** Start of RAW RECORDS **

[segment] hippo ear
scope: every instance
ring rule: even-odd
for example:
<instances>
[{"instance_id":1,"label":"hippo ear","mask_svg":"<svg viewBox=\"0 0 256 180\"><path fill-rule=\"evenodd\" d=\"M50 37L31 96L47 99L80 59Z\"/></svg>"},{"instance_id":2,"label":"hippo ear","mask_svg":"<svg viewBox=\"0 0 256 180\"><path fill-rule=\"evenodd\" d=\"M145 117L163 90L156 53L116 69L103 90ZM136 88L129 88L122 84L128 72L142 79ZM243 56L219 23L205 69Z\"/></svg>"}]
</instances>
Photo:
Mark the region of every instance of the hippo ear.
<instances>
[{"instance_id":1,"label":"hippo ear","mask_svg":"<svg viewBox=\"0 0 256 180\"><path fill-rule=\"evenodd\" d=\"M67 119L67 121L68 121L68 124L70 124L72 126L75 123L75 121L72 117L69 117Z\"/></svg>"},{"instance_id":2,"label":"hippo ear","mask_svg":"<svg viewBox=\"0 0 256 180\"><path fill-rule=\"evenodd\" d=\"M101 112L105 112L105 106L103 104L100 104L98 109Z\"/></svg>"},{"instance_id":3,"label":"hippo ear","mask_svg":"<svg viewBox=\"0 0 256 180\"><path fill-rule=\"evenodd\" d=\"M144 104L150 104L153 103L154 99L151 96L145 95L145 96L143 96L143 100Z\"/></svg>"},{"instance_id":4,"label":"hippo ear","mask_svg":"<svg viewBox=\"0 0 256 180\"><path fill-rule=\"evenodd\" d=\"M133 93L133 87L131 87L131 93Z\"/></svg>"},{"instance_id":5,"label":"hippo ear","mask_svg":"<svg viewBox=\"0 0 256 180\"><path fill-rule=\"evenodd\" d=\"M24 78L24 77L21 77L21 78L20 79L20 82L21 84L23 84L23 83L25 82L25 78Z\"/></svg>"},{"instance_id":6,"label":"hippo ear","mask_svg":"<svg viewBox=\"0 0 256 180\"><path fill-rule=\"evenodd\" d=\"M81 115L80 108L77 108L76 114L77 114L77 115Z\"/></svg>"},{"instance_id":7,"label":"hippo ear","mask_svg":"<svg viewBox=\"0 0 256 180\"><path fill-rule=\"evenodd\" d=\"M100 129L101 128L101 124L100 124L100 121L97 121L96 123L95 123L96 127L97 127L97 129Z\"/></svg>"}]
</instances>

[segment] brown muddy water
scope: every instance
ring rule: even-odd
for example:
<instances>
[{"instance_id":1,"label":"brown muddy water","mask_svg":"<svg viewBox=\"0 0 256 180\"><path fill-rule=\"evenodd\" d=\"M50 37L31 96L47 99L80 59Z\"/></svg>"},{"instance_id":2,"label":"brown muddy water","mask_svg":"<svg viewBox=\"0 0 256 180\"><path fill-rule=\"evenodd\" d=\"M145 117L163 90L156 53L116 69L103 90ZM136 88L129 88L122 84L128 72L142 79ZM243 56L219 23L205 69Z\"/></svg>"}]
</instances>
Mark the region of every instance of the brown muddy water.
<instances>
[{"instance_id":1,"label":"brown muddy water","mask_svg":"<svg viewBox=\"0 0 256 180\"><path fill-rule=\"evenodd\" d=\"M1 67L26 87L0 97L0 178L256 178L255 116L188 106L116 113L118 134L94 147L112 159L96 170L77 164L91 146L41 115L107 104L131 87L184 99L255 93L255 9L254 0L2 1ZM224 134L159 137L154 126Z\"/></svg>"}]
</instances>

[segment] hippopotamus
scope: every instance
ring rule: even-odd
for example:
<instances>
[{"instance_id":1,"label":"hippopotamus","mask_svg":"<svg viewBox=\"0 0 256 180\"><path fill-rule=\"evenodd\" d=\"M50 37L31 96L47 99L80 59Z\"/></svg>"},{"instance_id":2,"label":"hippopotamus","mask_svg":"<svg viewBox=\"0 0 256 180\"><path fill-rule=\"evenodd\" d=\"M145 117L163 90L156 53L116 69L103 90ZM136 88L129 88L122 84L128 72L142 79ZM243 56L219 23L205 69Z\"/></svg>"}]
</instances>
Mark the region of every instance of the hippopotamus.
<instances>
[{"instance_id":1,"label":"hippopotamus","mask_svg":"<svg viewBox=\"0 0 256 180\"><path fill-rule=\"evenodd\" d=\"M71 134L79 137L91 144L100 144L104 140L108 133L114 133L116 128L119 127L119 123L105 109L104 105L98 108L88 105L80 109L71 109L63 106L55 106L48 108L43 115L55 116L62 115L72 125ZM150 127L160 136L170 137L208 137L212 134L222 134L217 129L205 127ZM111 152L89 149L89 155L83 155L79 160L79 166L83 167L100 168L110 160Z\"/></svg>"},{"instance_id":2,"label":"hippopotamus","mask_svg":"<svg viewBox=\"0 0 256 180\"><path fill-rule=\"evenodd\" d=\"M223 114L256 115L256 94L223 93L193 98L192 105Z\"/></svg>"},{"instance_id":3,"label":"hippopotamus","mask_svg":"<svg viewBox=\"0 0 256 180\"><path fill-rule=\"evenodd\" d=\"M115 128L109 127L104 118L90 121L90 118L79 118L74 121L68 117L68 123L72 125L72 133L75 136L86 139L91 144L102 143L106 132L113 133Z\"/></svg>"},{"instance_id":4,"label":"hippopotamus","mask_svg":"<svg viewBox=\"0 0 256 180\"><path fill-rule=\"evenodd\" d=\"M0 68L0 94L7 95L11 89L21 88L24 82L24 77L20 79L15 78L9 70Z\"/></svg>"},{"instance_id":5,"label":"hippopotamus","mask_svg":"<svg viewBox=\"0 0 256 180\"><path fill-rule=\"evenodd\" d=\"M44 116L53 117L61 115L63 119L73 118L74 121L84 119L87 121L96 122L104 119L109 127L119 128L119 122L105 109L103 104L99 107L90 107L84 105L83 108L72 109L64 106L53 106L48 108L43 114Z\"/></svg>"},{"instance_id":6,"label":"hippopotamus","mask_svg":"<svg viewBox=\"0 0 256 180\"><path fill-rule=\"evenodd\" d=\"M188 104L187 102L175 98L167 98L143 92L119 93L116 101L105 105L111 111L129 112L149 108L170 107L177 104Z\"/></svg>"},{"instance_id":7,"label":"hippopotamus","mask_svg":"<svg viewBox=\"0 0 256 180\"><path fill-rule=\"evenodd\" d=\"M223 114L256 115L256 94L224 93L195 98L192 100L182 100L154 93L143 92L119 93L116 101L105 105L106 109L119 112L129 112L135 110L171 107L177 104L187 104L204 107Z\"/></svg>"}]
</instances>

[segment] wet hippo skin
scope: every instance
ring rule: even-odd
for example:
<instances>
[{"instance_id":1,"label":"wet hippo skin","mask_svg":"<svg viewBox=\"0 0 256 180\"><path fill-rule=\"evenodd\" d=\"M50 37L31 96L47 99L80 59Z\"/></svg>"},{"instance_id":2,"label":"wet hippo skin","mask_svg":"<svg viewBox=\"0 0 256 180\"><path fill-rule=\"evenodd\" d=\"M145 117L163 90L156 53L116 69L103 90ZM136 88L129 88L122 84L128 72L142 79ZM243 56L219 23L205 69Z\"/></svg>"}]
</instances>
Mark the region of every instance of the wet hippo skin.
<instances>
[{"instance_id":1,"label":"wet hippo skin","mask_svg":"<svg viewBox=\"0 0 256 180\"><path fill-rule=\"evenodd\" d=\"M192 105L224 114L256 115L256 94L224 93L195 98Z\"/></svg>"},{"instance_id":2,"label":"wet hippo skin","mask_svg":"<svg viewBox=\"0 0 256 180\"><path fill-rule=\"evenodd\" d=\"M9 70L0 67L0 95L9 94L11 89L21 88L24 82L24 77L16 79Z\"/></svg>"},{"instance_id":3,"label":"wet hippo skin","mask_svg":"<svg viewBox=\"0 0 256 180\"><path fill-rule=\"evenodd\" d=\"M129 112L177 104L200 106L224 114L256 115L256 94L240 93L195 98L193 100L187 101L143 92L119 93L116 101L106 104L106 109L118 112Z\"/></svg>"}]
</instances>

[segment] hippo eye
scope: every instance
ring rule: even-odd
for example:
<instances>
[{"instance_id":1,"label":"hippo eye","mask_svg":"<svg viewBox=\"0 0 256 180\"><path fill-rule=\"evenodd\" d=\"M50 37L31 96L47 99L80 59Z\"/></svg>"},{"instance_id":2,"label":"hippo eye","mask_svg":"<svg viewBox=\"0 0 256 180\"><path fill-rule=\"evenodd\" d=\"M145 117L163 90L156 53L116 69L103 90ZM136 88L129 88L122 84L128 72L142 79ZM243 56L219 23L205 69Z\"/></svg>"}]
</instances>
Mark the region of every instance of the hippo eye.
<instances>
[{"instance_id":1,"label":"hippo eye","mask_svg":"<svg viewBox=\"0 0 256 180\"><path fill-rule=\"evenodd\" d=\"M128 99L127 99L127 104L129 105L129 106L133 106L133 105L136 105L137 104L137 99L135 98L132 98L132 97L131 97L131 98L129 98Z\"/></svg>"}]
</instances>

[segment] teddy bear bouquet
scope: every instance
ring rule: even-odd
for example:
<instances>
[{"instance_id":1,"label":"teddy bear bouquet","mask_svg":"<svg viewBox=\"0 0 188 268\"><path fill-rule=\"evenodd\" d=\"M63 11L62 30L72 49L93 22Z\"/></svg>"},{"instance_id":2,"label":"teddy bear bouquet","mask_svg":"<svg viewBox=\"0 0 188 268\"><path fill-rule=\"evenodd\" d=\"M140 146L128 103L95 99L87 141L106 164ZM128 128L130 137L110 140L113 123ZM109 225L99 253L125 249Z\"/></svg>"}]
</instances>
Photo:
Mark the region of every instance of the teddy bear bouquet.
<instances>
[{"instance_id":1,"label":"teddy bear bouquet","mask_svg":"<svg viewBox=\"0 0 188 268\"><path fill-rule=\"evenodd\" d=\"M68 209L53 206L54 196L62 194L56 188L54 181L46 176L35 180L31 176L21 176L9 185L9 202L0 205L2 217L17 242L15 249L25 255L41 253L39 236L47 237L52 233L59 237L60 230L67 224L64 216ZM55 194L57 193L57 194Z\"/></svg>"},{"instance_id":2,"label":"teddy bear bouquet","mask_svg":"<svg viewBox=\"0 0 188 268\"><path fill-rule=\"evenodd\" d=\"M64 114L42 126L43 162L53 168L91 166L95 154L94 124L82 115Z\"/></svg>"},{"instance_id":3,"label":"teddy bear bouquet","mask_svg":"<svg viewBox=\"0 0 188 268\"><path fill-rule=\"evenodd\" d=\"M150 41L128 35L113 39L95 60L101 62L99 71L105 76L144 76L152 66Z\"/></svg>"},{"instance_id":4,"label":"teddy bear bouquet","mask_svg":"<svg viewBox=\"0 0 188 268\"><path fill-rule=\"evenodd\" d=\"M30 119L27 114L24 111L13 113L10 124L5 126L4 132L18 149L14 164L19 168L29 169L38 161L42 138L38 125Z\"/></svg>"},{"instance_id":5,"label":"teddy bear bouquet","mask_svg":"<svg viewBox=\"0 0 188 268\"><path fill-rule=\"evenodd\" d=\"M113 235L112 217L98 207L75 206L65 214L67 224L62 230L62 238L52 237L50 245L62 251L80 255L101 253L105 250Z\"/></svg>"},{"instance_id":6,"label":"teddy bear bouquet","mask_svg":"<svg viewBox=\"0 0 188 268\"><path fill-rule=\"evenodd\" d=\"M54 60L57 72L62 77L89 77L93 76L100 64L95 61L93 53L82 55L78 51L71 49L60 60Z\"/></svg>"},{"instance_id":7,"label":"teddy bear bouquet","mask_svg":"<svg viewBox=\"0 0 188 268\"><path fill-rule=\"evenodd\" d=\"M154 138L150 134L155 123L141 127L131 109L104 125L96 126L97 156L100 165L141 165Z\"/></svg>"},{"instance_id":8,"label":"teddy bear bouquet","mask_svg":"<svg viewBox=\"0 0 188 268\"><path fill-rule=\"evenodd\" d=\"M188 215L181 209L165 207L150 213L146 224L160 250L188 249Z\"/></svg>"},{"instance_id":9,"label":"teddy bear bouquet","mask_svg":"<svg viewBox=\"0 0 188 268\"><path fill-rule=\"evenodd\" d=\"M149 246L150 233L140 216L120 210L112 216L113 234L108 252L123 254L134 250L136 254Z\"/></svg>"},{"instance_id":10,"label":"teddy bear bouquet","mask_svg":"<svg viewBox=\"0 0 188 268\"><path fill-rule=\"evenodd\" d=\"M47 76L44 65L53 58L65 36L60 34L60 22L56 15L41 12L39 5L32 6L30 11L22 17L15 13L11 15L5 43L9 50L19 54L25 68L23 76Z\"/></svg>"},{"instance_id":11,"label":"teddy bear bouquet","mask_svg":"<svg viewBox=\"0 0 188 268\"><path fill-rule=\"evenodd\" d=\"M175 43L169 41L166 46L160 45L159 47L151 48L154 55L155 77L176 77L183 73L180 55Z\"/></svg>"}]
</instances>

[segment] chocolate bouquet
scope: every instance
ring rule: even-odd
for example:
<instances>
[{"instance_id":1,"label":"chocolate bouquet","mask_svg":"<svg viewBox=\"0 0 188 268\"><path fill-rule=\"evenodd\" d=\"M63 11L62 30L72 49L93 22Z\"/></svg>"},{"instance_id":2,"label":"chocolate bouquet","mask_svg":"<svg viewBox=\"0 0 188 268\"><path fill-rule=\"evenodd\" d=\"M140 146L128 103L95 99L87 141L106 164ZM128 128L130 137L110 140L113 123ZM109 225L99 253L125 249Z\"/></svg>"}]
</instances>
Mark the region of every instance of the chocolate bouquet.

** End of RAW RECORDS **

# [WHAT IS NEEDED]
From the line holding "[segment] chocolate bouquet" through the last line above, reproduce each line exactly and add nothing.

# [WRITTEN REPLY]
[segment] chocolate bouquet
scope: every instance
ring rule: even-odd
for example:
<instances>
[{"instance_id":1,"label":"chocolate bouquet","mask_svg":"<svg viewBox=\"0 0 188 268\"><path fill-rule=\"evenodd\" d=\"M63 11L62 30L72 49L93 22Z\"/></svg>"},{"instance_id":2,"label":"chocolate bouquet","mask_svg":"<svg viewBox=\"0 0 188 268\"><path fill-rule=\"evenodd\" d=\"M140 146L128 103L95 99L87 141L106 164ZM128 128L130 137L110 140L113 123ZM109 225L99 253L125 249Z\"/></svg>"}]
</instances>
Mark the region of every instance of the chocolate bouquet.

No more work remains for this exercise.